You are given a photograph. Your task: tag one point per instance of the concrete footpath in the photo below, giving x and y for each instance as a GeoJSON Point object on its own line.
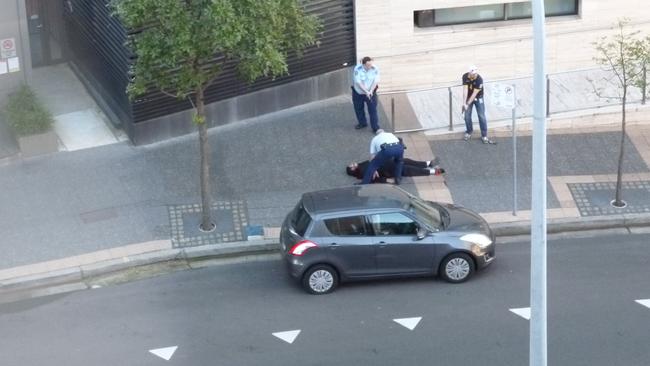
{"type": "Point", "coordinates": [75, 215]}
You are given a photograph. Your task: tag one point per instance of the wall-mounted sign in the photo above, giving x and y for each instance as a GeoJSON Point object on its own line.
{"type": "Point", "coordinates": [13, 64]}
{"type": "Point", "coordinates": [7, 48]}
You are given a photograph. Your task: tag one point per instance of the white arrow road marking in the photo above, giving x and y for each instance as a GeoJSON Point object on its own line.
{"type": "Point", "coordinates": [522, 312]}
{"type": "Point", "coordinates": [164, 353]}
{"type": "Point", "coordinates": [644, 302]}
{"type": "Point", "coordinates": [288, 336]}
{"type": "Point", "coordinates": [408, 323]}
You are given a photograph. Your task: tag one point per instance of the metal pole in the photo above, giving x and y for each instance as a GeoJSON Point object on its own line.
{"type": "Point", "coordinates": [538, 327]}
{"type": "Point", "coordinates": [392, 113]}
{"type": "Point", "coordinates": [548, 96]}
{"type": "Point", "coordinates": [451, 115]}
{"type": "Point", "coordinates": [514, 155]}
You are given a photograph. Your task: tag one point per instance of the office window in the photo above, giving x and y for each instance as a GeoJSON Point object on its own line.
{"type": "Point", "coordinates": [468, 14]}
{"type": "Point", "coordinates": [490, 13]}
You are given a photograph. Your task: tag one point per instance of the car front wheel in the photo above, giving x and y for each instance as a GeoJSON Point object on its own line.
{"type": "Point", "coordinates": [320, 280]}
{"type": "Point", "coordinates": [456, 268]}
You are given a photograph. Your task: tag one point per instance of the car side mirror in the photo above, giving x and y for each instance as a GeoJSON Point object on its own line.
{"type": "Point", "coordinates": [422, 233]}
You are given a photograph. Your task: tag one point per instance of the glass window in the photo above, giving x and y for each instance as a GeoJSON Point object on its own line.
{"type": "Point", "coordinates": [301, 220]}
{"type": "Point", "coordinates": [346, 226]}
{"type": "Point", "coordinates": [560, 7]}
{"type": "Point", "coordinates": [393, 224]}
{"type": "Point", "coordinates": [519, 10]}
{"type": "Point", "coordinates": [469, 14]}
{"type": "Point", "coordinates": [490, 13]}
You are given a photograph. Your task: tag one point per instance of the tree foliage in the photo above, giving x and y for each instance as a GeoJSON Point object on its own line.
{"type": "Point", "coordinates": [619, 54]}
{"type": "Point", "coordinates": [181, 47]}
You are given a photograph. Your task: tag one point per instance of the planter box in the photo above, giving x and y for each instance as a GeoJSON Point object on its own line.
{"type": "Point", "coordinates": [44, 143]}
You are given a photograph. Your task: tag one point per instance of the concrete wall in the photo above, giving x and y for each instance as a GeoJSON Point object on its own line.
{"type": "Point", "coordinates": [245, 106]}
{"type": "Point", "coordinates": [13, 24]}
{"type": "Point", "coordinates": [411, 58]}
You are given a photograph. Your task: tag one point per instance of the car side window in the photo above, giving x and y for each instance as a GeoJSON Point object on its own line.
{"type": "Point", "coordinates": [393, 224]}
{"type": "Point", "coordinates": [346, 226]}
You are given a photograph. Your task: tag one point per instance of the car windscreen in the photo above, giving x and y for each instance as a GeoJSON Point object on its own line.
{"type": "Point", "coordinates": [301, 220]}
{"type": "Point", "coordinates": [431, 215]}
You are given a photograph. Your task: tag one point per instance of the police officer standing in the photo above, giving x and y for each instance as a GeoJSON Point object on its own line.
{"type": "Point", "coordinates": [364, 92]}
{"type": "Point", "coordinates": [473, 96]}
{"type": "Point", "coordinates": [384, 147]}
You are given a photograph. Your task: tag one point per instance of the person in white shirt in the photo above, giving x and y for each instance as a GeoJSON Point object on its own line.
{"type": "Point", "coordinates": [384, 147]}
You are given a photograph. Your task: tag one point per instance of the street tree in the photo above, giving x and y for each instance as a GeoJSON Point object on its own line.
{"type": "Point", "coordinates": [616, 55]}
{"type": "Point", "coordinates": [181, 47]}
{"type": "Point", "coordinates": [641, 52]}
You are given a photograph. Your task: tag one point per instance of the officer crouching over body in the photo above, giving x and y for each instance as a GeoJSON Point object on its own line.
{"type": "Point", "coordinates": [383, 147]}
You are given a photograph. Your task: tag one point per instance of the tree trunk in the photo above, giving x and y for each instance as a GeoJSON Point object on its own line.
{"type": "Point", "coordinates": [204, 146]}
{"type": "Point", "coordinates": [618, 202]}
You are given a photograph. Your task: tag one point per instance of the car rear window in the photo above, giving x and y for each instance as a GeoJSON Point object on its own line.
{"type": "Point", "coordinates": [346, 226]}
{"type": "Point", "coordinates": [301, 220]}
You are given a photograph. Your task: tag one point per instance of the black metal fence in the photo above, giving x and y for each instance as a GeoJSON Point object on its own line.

++++++++++

Copy all the lines of data exactly as they appear, dropping any images.

You are given a photograph. Your task: tag one point per instance of the concrete footpath in the photo below, giving x and y for each instance as a GeoJSON Point object on its own line.
{"type": "Point", "coordinates": [75, 215]}
You are given a photograph. Your task: tag one point per instance of the wall-mounted sign in the photo above, giving x and y for each instance as a GeoJSON Point object on its own line.
{"type": "Point", "coordinates": [13, 64]}
{"type": "Point", "coordinates": [7, 48]}
You are given a photograph. Your task: tag one point per instance of the white arrow road marking in the photo above, giving x and y for each instance as a GeoJSON Point object on its own line.
{"type": "Point", "coordinates": [522, 312]}
{"type": "Point", "coordinates": [164, 353]}
{"type": "Point", "coordinates": [644, 302]}
{"type": "Point", "coordinates": [288, 336]}
{"type": "Point", "coordinates": [408, 323]}
You are given a photograph. Your task: tag one point per instance of the metal pole in the photo above, giving x and y for each instance as a GeoJSON Point object on its own line.
{"type": "Point", "coordinates": [538, 327]}
{"type": "Point", "coordinates": [392, 113]}
{"type": "Point", "coordinates": [548, 96]}
{"type": "Point", "coordinates": [451, 115]}
{"type": "Point", "coordinates": [514, 155]}
You are given a photograph. Your task: tag one point per instance of the office window in the photo above, giving x and y for each instance as a GeoJSON Point object on its own line.
{"type": "Point", "coordinates": [468, 14]}
{"type": "Point", "coordinates": [490, 13]}
You are given a photograph. Your task: tag one point per instance of the car front wheel in the photo above, giving x and y for each instance as a GeoJSON Point object on its own line.
{"type": "Point", "coordinates": [320, 280]}
{"type": "Point", "coordinates": [456, 268]}
You are given a photograph. Your task: tag one point per instance of the car side mirror in the photo above, giving x and y for each instance as a GeoJSON Point object on its own line.
{"type": "Point", "coordinates": [422, 233]}
You are given a photograph. Your task: tag one point per instance of the glass window in the photo above, giving x and y for each instance as a GeoJSON Point object on its own line.
{"type": "Point", "coordinates": [301, 220]}
{"type": "Point", "coordinates": [346, 226]}
{"type": "Point", "coordinates": [560, 7]}
{"type": "Point", "coordinates": [393, 224]}
{"type": "Point", "coordinates": [519, 10]}
{"type": "Point", "coordinates": [469, 14]}
{"type": "Point", "coordinates": [490, 13]}
You are given a photograph. Your task: tag one point per instance of the tree foliage in the photo above, giving x and y for each instance as a GeoJSON Point object on its own line.
{"type": "Point", "coordinates": [619, 54]}
{"type": "Point", "coordinates": [181, 47]}
You are given a photograph. Your task: tag one point per instance of the planter box in the photo above, giving x and y for each instance as a GeoJSON Point object on its own line.
{"type": "Point", "coordinates": [44, 143]}
You are given a photograph. Your task: tag one point per instance of the concrete wall in the photo above, giving x and y for each instance as a GeoJSON Point object on its own line.
{"type": "Point", "coordinates": [245, 106]}
{"type": "Point", "coordinates": [13, 24]}
{"type": "Point", "coordinates": [411, 58]}
You are given a photograph. Your task: tag one point per instance of the car side window in the photo above, giving x and y for each instance as a GeoJSON Point object on its own line.
{"type": "Point", "coordinates": [393, 224]}
{"type": "Point", "coordinates": [346, 226]}
You are given a photograph. Your task: tag one point per instance of the car windscreen in the photo above, giving x and y for each instance as a GeoJSON Point object on its own line.
{"type": "Point", "coordinates": [301, 220]}
{"type": "Point", "coordinates": [431, 215]}
You are given a photograph. Your task: tag one point per instance of the police officer standing in the photo above, giving x and y for each instance as a GeoJSON Point object on its own line.
{"type": "Point", "coordinates": [364, 92]}
{"type": "Point", "coordinates": [473, 96]}
{"type": "Point", "coordinates": [384, 147]}
You are given a photograph. Your task: tag one point per instance of the person in white shirt in the photo above, giving x and y for each instance as a GeoJSON Point object on its own line.
{"type": "Point", "coordinates": [384, 147]}
You are given a photograph. Your task: tag one point per instance of the street tree in the photo above, giving x and y for each instance as a GeoJSON Point object on its own line.
{"type": "Point", "coordinates": [616, 55]}
{"type": "Point", "coordinates": [181, 47]}
{"type": "Point", "coordinates": [641, 52]}
You are given a photograph. Your task: tag one point per instance of the officer crouching over body in the photo above, giving x and y for each instance as a GeoJSON Point object on its own line.
{"type": "Point", "coordinates": [383, 147]}
You are given a photograph. Your task: tag one point per instance of the tree trunk in the photo above, giving x and y for each instance as a GeoJSON Point object on its own line.
{"type": "Point", "coordinates": [204, 146]}
{"type": "Point", "coordinates": [618, 202]}
You are given a photograph. Your task: tag one point per instance of the car rear window in the photo above, giving x and y for each instance as a GeoJSON Point object on its own line.
{"type": "Point", "coordinates": [346, 226]}
{"type": "Point", "coordinates": [301, 220]}
You are given a photograph. Your task: tag one point per instance of the black metal fence in the photo above, giving x and y for each instance as a GeoJSON Point object on its own line.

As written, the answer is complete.